HOW TO COMPLETE THIS TASK: The copy has to match the records word for word and include no pictures.

[[ THE DATA, beginning ]]

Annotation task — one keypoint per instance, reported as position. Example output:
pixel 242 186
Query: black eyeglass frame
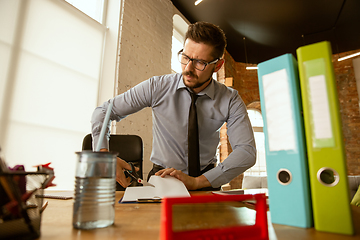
pixel 194 59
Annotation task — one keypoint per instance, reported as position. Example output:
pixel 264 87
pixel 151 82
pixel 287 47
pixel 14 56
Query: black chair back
pixel 128 147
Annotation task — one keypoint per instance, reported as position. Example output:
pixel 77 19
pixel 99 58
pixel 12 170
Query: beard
pixel 197 84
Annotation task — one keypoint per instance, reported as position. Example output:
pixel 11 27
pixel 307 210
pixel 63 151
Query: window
pixel 257 122
pixel 92 8
pixel 53 59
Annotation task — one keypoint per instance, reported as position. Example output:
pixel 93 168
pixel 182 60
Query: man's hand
pixel 191 183
pixel 121 165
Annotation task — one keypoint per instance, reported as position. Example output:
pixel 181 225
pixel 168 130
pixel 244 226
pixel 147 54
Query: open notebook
pixel 164 187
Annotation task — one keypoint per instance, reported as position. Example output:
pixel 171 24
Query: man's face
pixel 195 79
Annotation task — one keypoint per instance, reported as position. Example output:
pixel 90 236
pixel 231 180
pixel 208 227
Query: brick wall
pixel 145 51
pixel 349 109
pixel 246 82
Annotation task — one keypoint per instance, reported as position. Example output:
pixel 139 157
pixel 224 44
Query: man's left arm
pixel 241 137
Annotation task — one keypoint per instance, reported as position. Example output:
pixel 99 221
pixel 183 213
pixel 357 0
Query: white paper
pixel 279 113
pixel 320 108
pixel 164 187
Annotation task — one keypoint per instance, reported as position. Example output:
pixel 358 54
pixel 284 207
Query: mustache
pixel 188 73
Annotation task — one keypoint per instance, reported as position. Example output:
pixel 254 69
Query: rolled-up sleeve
pixel 241 138
pixel 124 104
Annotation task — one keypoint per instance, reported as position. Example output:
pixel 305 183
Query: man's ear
pixel 219 64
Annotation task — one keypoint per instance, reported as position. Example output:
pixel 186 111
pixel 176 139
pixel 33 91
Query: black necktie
pixel 193 140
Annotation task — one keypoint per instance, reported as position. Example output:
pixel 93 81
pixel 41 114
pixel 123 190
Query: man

[[ THE DATA, end ]]

ANSWER BOX:
Annotation task — one keypoint per instance, reported as position. Example output:
pixel 242 186
Query: black eyeglass frame
pixel 194 59
Annotation task — one keypoint per instance, reported as position. Example output:
pixel 264 87
pixel 151 82
pixel 287 47
pixel 14 56
Query: black chair back
pixel 128 147
Annotation task — one keypoint per instance, reported as position. Example output:
pixel 77 19
pixel 99 58
pixel 12 170
Query: beard
pixel 197 84
Annotation task — one keypoint per instance, reported as position. Example output:
pixel 11 27
pixel 307 210
pixel 63 151
Query: window
pixel 257 122
pixel 92 8
pixel 53 59
Annotation task — one keypoint per instance, reported as position. Example output:
pixel 93 168
pixel 182 60
Query: man's hand
pixel 191 183
pixel 121 165
Annotation task — one keypoint per instance, reported as position. Example output:
pixel 181 225
pixel 168 130
pixel 244 226
pixel 147 54
Query: open notebook
pixel 164 187
Annotation task — one keypoint per instance, reported as position. Example output:
pixel 171 24
Query: man's face
pixel 195 79
Annotation task — one keypoint per instance, reported as position. Example output:
pixel 90 236
pixel 231 180
pixel 208 227
Query: brick wall
pixel 145 51
pixel 349 109
pixel 246 82
Annotation task — one keypoint per instance, reported as position. Example output:
pixel 139 157
pixel 224 44
Query: man's left arm
pixel 241 137
Annotation task — one keypoint per instance, reported as position. Example output:
pixel 99 221
pixel 183 213
pixel 357 0
Query: white paper
pixel 279 113
pixel 320 108
pixel 164 187
Annotation task — one keypoint per instance, reported as position. Example output:
pixel 358 54
pixel 284 207
Query: mustache
pixel 188 73
Annotation task — one keypoint per instance, reported as position. Example output:
pixel 254 69
Query: rolled-up sleeve
pixel 241 138
pixel 124 104
Annotation task — one keypoint per instance, reported as position. Example output:
pixel 305 183
Query: man's ear
pixel 219 64
Annotation task — one keypoint per instance, reported as position. Example output:
pixel 186 111
pixel 176 139
pixel 33 91
Query: black necktie
pixel 193 140
Annotation task — one keypoint per instance, reported as position. Example output:
pixel 93 81
pixel 41 114
pixel 123 190
Query: man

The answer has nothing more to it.